◆ Excerpted passage ◆
:::

To capture this in code, we might create a table such as the following:

  family = table: name, birthyear, eyecolor, mother, father

    row: "Anna", 1997, "blue", "Susan", "Charlie"

    row: "Susan", 1971, "blue", "Ellen", "Bill"

    row: "Charlie" 1972, "green", "NoInfo", "NoInfo"

    row: "Ellen", 1945, "brown", "Laura", "John"

    ...

  end

Assume we wanted to be able to answer questions such as the following:

1.1 Family Trees as Tables

Let’s say I wanted to write a function to compute someone’s grandparents (at least, those grandparents known in the tree)

  fun grandparents(of-name :: String) -> List<String>:

    ...

  where:

    grandparents("Anna") is [list: "Laura", "John"]

    grandparents("Laura") is [list:]

    grandparents("Kathi") is [list:]

  end

What would be involved in doing that computation? What subtasks would we identify/what functions would we write?

:::

◆ Data entries ◆
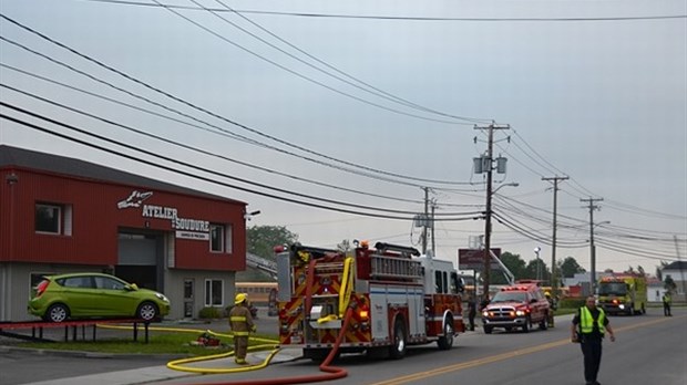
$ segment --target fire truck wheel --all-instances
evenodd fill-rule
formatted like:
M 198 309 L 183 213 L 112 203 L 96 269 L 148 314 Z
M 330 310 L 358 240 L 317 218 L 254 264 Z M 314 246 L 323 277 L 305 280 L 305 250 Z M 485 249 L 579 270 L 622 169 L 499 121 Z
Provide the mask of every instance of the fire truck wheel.
M 400 319 L 396 319 L 393 323 L 393 345 L 389 348 L 389 356 L 392 360 L 406 356 L 406 326 Z
M 448 351 L 453 347 L 453 320 L 447 319 L 447 322 L 443 324 L 443 335 L 439 337 L 437 341 L 437 345 L 439 345 L 439 350 Z
M 326 348 L 304 348 L 303 356 L 306 358 L 310 358 L 315 363 L 321 364 L 329 356 L 329 352 L 330 351 Z M 334 357 L 332 361 L 336 361 L 338 356 L 339 352 L 337 352 L 337 355 Z
M 532 329 L 532 319 L 527 316 L 527 319 L 525 320 L 525 324 L 522 325 L 522 331 L 524 333 L 530 333 L 531 329 Z

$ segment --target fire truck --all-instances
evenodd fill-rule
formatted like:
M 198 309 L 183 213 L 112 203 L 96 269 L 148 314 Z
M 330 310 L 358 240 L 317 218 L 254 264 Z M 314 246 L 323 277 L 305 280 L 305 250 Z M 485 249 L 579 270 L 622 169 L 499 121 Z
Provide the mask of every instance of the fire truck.
M 453 263 L 410 247 L 355 246 L 349 252 L 300 243 L 275 248 L 279 344 L 320 362 L 335 346 L 337 355 L 394 360 L 409 345 L 451 348 L 465 331 L 463 285 Z
M 646 302 L 646 277 L 643 274 L 613 274 L 598 282 L 598 305 L 608 314 L 645 314 Z

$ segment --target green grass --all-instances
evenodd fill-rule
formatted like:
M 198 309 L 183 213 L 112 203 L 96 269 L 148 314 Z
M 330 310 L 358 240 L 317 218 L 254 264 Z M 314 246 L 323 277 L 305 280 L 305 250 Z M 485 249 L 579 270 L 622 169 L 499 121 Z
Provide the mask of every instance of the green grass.
M 134 342 L 132 336 L 129 335 L 129 337 L 99 339 L 96 341 L 22 342 L 16 346 L 57 351 L 81 351 L 114 354 L 171 354 L 180 356 L 212 355 L 234 350 L 234 342 L 229 337 L 219 337 L 222 345 L 218 347 L 192 345 L 191 342 L 196 341 L 199 335 L 201 333 L 167 333 L 151 331 L 148 335 L 148 343 L 145 343 L 145 336 L 140 333 L 137 342 Z M 276 340 L 276 336 L 274 335 L 258 335 L 258 337 L 264 340 Z M 266 342 L 250 340 L 249 344 L 263 345 L 266 344 Z

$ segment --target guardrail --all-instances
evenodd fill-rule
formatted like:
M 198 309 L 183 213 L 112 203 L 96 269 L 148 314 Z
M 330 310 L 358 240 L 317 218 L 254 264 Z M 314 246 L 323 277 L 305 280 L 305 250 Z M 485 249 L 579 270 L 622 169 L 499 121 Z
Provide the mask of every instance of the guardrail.
M 69 342 L 70 329 L 72 331 L 72 341 L 78 341 L 79 327 L 81 326 L 81 339 L 85 341 L 86 326 L 91 326 L 92 339 L 95 341 L 95 331 L 98 324 L 112 324 L 112 323 L 132 323 L 133 324 L 133 339 L 139 341 L 139 325 L 143 324 L 145 343 L 148 343 L 148 325 L 151 321 L 144 321 L 140 319 L 102 319 L 102 320 L 74 320 L 64 322 L 44 322 L 44 321 L 21 321 L 21 322 L 0 322 L 0 335 L 25 340 L 25 341 L 41 341 L 41 342 L 54 342 L 43 337 L 44 329 L 58 329 L 64 327 L 64 342 Z M 16 332 L 8 332 L 8 330 L 31 330 L 31 335 L 19 334 Z M 38 334 L 38 335 L 37 335 Z

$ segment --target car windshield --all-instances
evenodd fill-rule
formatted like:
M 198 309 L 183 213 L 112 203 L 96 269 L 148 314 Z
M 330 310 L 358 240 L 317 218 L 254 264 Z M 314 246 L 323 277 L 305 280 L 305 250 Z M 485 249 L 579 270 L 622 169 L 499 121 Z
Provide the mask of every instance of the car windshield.
M 627 284 L 625 282 L 601 282 L 598 284 L 599 295 L 625 295 L 627 294 Z
M 520 291 L 500 291 L 491 302 L 525 302 L 526 298 L 525 293 Z

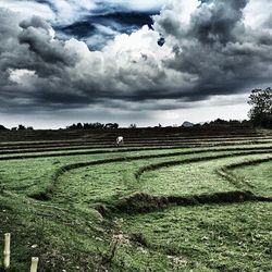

:::

◆ Task requirements ◆
- A) From the family-tree passage, extract the part that opens with the words containing "Assume we wanted" and closes with "in the tree)". Copy it verbatim.
- B) In one to three sentences, explain the limit the family-tree passage places on which grandparents the proposed function should compute.

◆ Solutions by task ◆
- A)
Assume we wanted to be able to answer questions such as the following:

1.1 Family Trees as Tables

Let’s say I wanted to write a function to compute someone’s grandparents (at least, those grandparents known in the tree)

- B) The function is meant to compute only those grandparents who are known in the tree. Grandparents not recorded in the table fall outside what it is expected to return.